* **To be done**:
Copy only this range: the line with "One point goes on each instance of the white board" through the final line of the material, inclusive at both ends.

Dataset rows
......
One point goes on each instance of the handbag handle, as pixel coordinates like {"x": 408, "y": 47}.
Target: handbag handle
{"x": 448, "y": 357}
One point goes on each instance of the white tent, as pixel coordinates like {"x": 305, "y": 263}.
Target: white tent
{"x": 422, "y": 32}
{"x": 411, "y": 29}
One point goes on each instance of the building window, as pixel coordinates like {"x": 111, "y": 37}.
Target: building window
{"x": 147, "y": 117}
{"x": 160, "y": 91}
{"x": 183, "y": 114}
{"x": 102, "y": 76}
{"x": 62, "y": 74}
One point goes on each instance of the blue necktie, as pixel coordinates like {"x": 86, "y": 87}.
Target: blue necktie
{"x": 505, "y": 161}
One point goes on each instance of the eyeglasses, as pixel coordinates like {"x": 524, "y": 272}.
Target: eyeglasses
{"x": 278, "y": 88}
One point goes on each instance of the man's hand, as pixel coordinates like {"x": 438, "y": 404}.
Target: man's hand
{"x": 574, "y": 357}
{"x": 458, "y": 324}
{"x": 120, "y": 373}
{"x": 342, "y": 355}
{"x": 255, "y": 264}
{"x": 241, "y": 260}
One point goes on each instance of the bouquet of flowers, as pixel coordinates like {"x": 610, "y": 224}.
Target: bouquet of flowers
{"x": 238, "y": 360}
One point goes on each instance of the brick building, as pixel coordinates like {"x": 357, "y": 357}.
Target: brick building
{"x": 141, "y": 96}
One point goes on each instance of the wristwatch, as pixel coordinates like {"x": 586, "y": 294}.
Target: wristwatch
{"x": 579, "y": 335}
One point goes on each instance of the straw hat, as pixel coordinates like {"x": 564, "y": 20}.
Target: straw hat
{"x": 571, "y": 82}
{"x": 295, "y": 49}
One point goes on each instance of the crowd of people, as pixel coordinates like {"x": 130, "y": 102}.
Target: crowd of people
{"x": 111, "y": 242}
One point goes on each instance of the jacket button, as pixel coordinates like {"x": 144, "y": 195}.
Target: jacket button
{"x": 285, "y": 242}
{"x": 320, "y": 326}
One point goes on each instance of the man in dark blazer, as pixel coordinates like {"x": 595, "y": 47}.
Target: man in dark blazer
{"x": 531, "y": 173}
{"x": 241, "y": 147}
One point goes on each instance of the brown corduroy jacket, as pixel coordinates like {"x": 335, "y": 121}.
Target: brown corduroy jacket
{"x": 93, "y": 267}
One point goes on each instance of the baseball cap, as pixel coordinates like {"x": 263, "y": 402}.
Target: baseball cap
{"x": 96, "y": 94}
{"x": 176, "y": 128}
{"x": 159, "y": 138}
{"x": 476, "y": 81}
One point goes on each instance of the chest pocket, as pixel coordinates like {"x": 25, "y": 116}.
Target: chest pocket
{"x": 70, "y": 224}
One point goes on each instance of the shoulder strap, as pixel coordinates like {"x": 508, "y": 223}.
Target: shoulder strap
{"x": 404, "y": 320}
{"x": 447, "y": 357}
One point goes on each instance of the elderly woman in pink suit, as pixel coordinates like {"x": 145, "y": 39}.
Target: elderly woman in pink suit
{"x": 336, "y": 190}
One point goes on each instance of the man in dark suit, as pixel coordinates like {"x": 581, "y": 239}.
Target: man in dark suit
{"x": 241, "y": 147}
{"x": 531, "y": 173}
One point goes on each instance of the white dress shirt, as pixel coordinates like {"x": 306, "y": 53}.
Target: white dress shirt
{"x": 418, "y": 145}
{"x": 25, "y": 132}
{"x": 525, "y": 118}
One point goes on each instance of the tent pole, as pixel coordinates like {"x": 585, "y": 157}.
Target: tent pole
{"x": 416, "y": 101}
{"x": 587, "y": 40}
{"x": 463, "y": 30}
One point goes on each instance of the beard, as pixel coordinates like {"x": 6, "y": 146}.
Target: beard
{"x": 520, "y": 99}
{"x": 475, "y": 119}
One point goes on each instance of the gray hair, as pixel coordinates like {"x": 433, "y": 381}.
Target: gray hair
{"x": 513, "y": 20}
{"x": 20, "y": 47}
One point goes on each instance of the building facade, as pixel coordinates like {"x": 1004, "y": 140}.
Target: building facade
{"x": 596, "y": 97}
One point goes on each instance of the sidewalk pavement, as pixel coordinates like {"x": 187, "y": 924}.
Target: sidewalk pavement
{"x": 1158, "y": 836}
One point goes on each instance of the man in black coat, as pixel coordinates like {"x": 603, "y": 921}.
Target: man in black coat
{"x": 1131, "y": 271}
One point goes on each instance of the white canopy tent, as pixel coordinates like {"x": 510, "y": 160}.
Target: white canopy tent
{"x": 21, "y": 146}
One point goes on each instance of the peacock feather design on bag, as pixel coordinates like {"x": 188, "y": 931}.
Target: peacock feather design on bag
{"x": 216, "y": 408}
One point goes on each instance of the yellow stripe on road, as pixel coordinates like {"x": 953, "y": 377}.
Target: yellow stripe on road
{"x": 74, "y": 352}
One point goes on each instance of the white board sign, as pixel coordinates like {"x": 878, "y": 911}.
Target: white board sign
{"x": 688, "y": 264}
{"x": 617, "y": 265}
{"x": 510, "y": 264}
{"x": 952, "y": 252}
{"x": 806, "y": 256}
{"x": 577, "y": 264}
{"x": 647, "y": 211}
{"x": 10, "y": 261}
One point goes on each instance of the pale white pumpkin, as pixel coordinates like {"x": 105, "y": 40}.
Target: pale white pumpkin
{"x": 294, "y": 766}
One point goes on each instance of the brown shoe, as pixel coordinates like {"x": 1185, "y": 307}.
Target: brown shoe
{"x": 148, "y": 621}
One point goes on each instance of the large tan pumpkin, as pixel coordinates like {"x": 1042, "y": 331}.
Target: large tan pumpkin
......
* **Task solution**:
One point goes on each instance of the white board sign, as pixel coordinates like {"x": 878, "y": 911}.
Target: white board sign
{"x": 688, "y": 264}
{"x": 617, "y": 265}
{"x": 510, "y": 264}
{"x": 952, "y": 252}
{"x": 806, "y": 256}
{"x": 577, "y": 264}
{"x": 647, "y": 211}
{"x": 10, "y": 261}
One point goes on each instance of the pale white pumpkin, as pixel coordinates like {"x": 105, "y": 40}.
Target: pale white pumpkin
{"x": 294, "y": 766}
One point goes on each instance of the brown shoe, as pixel coordinates like {"x": 1185, "y": 307}.
Target: brown shoe
{"x": 148, "y": 621}
One point goes on each instance of the large tan pumpkin, as pixel coordinates like {"x": 1042, "y": 331}.
Target: large tan pumpkin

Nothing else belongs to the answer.